* [Listing]:
_____

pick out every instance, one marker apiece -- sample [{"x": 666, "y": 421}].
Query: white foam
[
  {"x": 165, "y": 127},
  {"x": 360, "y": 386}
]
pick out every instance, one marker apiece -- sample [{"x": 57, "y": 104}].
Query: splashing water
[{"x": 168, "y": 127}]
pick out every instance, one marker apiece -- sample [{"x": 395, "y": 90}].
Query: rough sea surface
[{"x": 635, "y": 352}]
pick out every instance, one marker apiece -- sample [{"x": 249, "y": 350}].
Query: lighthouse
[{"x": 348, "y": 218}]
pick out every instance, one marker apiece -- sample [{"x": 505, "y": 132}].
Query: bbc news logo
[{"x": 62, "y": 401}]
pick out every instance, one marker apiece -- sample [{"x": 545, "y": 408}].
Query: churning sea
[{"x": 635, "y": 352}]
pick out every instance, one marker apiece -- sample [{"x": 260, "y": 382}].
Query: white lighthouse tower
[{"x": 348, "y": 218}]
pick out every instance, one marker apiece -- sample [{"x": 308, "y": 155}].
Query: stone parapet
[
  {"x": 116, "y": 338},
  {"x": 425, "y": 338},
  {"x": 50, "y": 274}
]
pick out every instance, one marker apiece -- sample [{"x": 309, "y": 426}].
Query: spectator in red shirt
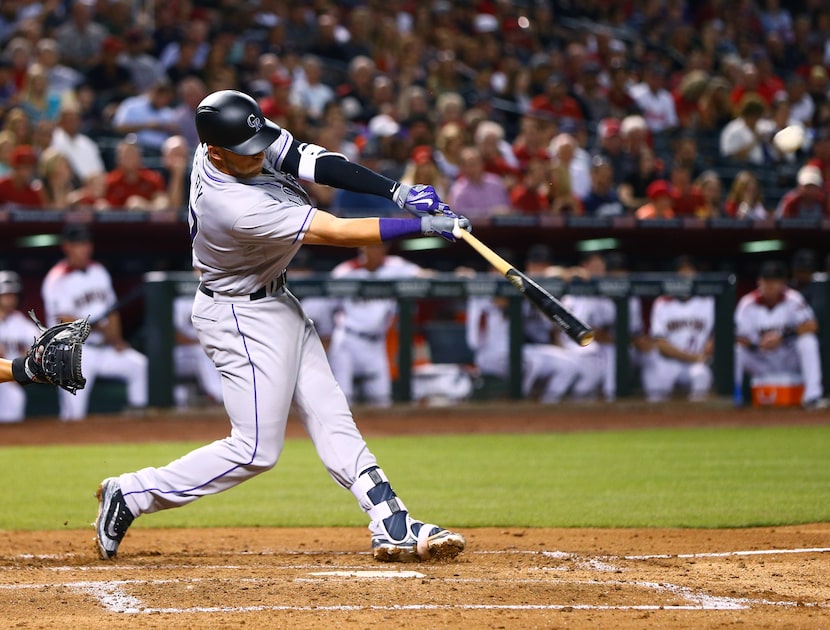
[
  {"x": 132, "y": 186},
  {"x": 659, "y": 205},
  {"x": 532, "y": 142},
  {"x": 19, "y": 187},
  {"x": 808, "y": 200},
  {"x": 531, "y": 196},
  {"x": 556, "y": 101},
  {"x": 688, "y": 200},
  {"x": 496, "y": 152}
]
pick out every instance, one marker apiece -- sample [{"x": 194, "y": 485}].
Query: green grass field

_____

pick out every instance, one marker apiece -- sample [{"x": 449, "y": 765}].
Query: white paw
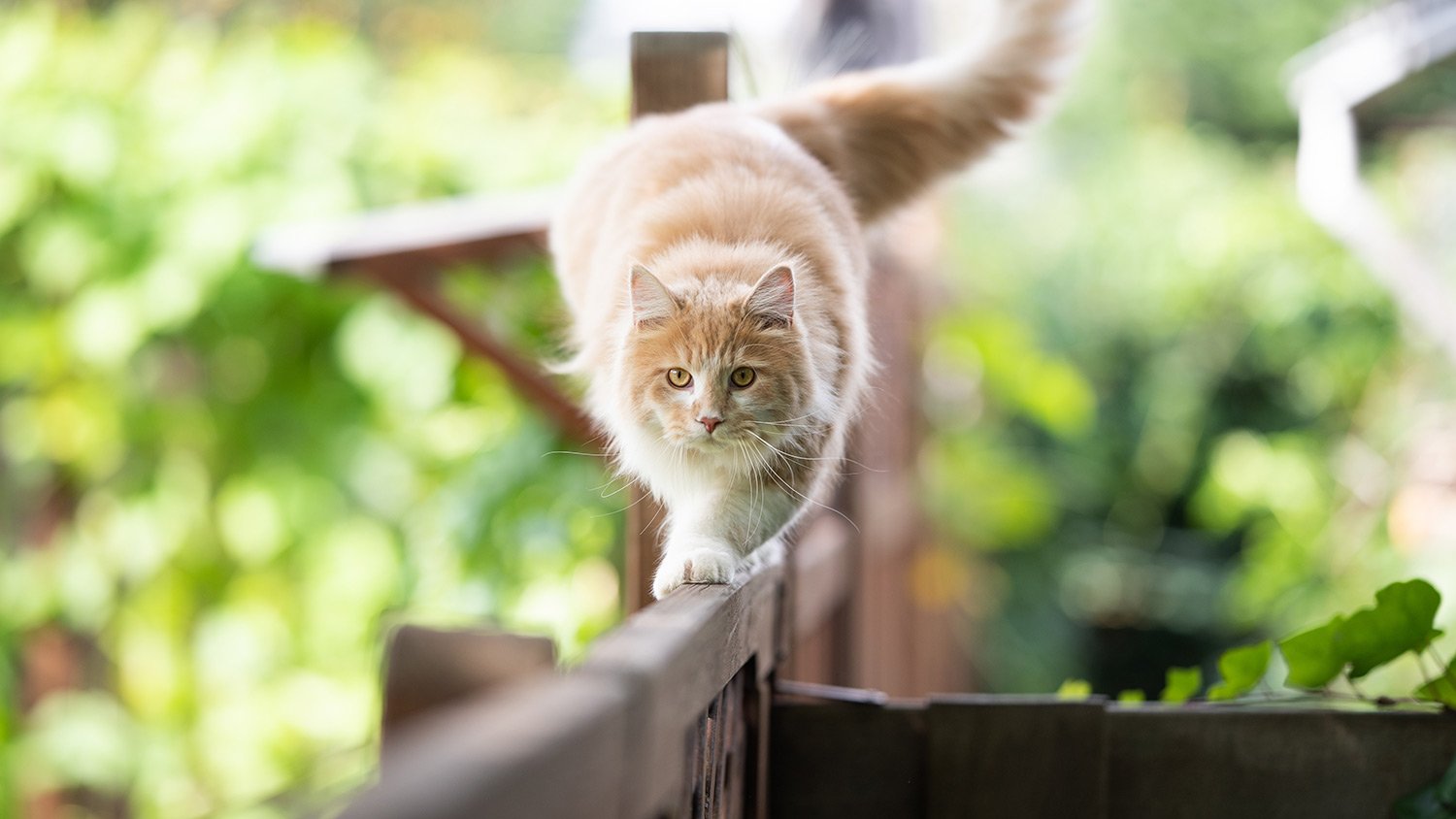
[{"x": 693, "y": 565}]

_____

* [Goal]: Extract every line of the rows above that contains the word "lighthouse", treating uppercase and lowercase as different.

* [Task answer]:
Query: lighthouse
Query: white lighthouse tower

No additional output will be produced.